**Problem statement:** Rewrite every line of the items below as one numbered list, dropping the blank lines.

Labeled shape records

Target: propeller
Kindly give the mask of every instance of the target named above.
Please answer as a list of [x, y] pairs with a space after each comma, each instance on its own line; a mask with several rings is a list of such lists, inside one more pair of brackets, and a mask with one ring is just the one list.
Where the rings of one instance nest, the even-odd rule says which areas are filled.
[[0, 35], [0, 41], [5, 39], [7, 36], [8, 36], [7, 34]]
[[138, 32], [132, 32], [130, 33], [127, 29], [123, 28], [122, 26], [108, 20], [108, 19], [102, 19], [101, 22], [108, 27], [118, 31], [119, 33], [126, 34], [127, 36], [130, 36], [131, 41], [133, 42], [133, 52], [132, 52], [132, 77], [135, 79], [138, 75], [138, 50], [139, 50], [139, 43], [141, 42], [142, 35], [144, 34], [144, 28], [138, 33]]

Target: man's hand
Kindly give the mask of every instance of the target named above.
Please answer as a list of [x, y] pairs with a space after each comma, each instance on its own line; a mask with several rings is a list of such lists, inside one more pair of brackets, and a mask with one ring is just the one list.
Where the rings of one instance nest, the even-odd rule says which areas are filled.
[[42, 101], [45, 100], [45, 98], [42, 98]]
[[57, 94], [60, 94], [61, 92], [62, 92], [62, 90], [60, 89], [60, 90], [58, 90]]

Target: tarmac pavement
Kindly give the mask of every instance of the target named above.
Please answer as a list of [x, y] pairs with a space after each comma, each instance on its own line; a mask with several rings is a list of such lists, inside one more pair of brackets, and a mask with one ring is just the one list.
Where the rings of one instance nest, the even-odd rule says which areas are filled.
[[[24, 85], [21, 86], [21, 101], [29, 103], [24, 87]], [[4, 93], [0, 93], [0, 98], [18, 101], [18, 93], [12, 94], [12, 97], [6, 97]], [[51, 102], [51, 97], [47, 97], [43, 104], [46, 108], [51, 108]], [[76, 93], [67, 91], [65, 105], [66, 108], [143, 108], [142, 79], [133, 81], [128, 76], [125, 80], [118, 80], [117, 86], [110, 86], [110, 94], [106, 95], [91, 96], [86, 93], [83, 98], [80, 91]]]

**Complete answer:**
1. Target: propeller
2. Kindly give the mask of every instance of the target named above.
3. Please answer as a list of [x, y] pairs with a space after each comma, each instance on its own line; a mask with several rings is a list of such lists, inside one more pair of brackets, and a mask with one ring is just the one list.
4. Where the rings of one instance nest, the even-odd rule says which areas are filled.
5. [[0, 35], [0, 41], [5, 39], [7, 36], [8, 36], [7, 34]]
6. [[138, 32], [132, 32], [130, 33], [127, 29], [123, 28], [122, 26], [108, 20], [108, 19], [102, 19], [101, 22], [108, 27], [118, 31], [119, 33], [126, 34], [127, 36], [130, 36], [131, 41], [133, 42], [133, 52], [132, 52], [132, 77], [135, 79], [138, 75], [138, 50], [139, 50], [139, 43], [141, 42], [142, 35], [144, 34], [144, 28], [138, 33]]
7. Target: man's hand
8. Kindly give the mask of every instance of the target named above.
9. Please answer as a list of [x, y] pairs with a space after each comma, each instance on its own line; a mask with several rings is a list of such lists, inside one more pair of brackets, and a mask with one ring is just the one list.
10. Where the rings of one instance nest, the even-odd rule says which areas are filled.
11. [[42, 101], [45, 100], [45, 98], [42, 98]]
12. [[57, 94], [60, 94], [61, 92], [62, 92], [62, 90], [60, 89], [60, 90], [58, 90]]
13. Target: tarmac pavement
14. Kindly give the mask of every instance of the target named above.
15. Please answer as a list of [x, y] pairs with a space after each comma, each instance on its own line; a mask with several rings is a list of such lists, inside one more pair of brackets, and a mask with one ring is just the one list.
16. Where the rings of one instance nest, the even-odd rule says which areas are filled.
17. [[[24, 85], [21, 86], [21, 101], [29, 103], [24, 87]], [[4, 93], [0, 93], [0, 98], [18, 101], [18, 93], [12, 94], [12, 97], [6, 97]], [[51, 102], [51, 97], [47, 97], [43, 104], [46, 108], [51, 108]], [[76, 93], [67, 91], [65, 105], [66, 108], [143, 108], [142, 79], [133, 81], [128, 76], [125, 80], [118, 80], [117, 86], [110, 86], [110, 94], [106, 95], [91, 96], [86, 93], [83, 98], [80, 91]]]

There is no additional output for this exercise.